[Dataset entries]
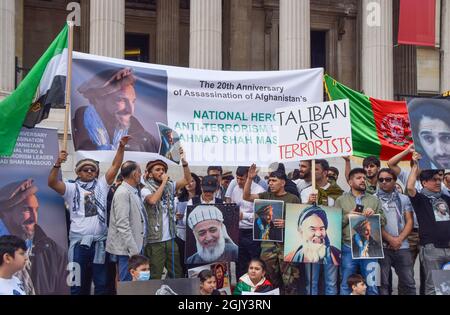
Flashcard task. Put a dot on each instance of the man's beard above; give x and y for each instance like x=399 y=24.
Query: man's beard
x=211 y=254
x=313 y=252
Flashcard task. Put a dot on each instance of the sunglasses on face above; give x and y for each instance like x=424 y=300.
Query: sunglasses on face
x=88 y=169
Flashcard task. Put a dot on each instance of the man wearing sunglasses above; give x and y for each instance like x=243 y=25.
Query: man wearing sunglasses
x=399 y=223
x=434 y=233
x=86 y=198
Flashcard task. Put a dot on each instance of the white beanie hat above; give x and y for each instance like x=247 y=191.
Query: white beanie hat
x=202 y=213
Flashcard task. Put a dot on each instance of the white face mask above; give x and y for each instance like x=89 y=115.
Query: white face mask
x=144 y=276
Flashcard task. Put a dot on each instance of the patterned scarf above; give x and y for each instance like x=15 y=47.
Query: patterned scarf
x=95 y=199
x=98 y=132
x=167 y=202
x=433 y=197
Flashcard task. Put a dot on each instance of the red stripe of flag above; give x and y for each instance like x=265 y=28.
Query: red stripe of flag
x=417 y=22
x=393 y=129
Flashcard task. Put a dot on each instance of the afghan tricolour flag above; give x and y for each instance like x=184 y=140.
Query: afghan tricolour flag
x=379 y=128
x=31 y=101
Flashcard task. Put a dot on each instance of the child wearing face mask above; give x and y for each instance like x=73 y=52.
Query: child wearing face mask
x=254 y=280
x=207 y=283
x=139 y=267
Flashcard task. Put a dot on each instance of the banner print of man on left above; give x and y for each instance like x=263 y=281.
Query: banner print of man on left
x=111 y=101
x=32 y=212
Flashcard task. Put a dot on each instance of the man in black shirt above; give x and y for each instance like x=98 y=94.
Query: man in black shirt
x=434 y=231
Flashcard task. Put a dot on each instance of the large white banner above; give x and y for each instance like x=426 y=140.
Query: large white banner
x=219 y=117
x=314 y=131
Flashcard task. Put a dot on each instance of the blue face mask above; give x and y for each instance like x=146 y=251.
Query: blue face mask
x=144 y=276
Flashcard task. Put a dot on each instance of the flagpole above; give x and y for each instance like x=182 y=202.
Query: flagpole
x=68 y=84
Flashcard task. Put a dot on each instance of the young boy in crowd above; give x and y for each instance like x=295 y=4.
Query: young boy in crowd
x=139 y=267
x=208 y=284
x=357 y=284
x=13 y=258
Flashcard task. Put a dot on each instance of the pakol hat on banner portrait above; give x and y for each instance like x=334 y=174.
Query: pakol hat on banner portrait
x=16 y=192
x=87 y=162
x=209 y=184
x=202 y=213
x=266 y=209
x=107 y=82
x=153 y=163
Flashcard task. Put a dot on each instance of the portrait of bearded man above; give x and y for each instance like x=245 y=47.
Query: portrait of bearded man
x=212 y=240
x=315 y=245
x=45 y=272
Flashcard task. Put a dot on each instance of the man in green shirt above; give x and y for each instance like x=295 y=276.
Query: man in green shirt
x=371 y=205
x=283 y=275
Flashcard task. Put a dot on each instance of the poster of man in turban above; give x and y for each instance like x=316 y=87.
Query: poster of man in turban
x=313 y=234
x=212 y=233
x=265 y=213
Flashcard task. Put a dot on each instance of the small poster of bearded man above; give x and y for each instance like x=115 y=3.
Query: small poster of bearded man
x=313 y=234
x=212 y=233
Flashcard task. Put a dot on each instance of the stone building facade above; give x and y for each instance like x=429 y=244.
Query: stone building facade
x=340 y=35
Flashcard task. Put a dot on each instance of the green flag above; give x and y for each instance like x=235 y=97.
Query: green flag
x=43 y=86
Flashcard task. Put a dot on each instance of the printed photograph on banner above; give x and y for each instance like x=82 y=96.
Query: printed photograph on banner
x=313 y=234
x=32 y=211
x=110 y=100
x=320 y=131
x=212 y=233
x=221 y=273
x=180 y=286
x=170 y=143
x=266 y=212
x=430 y=126
x=441 y=280
x=365 y=234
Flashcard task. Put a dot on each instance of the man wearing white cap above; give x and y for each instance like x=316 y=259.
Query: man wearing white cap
x=86 y=200
x=213 y=242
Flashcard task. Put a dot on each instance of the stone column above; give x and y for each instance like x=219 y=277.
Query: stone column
x=295 y=34
x=205 y=43
x=7 y=46
x=377 y=49
x=107 y=28
x=168 y=32
x=445 y=46
x=405 y=62
x=240 y=34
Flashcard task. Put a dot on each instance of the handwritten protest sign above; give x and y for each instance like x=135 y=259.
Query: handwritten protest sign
x=314 y=131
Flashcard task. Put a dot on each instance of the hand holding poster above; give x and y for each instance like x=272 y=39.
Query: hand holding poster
x=314 y=131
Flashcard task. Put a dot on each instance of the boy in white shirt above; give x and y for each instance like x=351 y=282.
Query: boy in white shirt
x=13 y=258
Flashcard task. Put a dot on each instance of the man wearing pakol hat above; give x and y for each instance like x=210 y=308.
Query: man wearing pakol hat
x=315 y=245
x=158 y=196
x=109 y=115
x=86 y=199
x=209 y=187
x=364 y=245
x=282 y=274
x=264 y=226
x=45 y=271
x=213 y=241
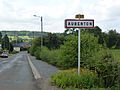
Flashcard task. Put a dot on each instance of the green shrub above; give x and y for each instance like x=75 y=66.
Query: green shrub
x=66 y=79
x=32 y=50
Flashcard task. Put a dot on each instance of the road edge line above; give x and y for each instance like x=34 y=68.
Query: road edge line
x=34 y=70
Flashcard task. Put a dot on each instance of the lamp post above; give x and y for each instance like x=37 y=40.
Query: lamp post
x=41 y=19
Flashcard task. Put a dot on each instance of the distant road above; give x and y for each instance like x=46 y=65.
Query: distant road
x=15 y=73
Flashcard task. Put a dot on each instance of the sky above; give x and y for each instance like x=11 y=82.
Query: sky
x=18 y=14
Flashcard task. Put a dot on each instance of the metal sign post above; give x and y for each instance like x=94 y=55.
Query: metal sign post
x=81 y=23
x=78 y=52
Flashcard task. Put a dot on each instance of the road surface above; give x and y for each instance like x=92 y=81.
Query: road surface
x=15 y=73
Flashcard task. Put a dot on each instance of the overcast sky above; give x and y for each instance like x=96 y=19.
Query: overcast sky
x=18 y=14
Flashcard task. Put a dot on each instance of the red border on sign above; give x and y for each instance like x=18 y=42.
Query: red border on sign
x=78 y=20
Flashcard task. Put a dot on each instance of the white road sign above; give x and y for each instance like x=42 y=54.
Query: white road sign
x=74 y=23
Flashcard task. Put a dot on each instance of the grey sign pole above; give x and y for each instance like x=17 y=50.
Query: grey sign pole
x=79 y=52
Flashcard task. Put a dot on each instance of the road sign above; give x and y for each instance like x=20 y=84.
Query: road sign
x=75 y=23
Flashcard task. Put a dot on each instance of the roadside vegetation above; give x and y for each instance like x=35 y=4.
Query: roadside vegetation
x=100 y=68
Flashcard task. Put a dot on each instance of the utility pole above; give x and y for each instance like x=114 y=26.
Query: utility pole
x=41 y=20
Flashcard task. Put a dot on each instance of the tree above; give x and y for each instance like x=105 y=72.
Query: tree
x=5 y=43
x=0 y=37
x=52 y=41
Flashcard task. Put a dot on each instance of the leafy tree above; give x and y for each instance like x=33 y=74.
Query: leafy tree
x=113 y=39
x=52 y=41
x=0 y=37
x=5 y=42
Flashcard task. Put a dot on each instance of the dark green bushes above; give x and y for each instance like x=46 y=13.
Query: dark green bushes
x=93 y=57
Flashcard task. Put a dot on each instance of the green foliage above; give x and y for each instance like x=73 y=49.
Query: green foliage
x=5 y=42
x=66 y=79
x=32 y=50
x=0 y=37
x=106 y=68
x=69 y=52
x=52 y=41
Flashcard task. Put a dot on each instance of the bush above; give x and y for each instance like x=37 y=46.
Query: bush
x=32 y=50
x=66 y=79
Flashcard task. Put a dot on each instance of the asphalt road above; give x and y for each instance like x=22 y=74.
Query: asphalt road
x=15 y=73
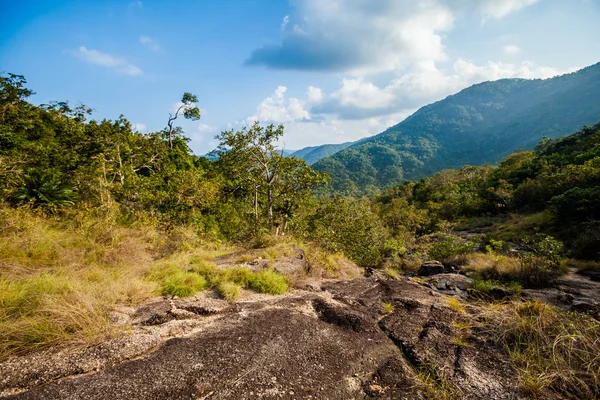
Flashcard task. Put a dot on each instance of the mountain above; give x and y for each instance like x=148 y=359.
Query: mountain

[Required task] Update everything from the line containing "Flashcard task. Put a dot on each instance of the asphalt" down to the last of the lines above, changing "asphalt road" to "paved road" and keeping all else as is. Leave the pictures out of your output.

[Result for this exercise]
Flashcard task. Put a dot on each instance of the paved road above; give x and y for each instance like x=22 y=74.
Query: paved road
x=15 y=73
Flashcard task. Put a dot on each instance of the mountain above; give x and y for each instance like x=148 y=359.
Query: mountain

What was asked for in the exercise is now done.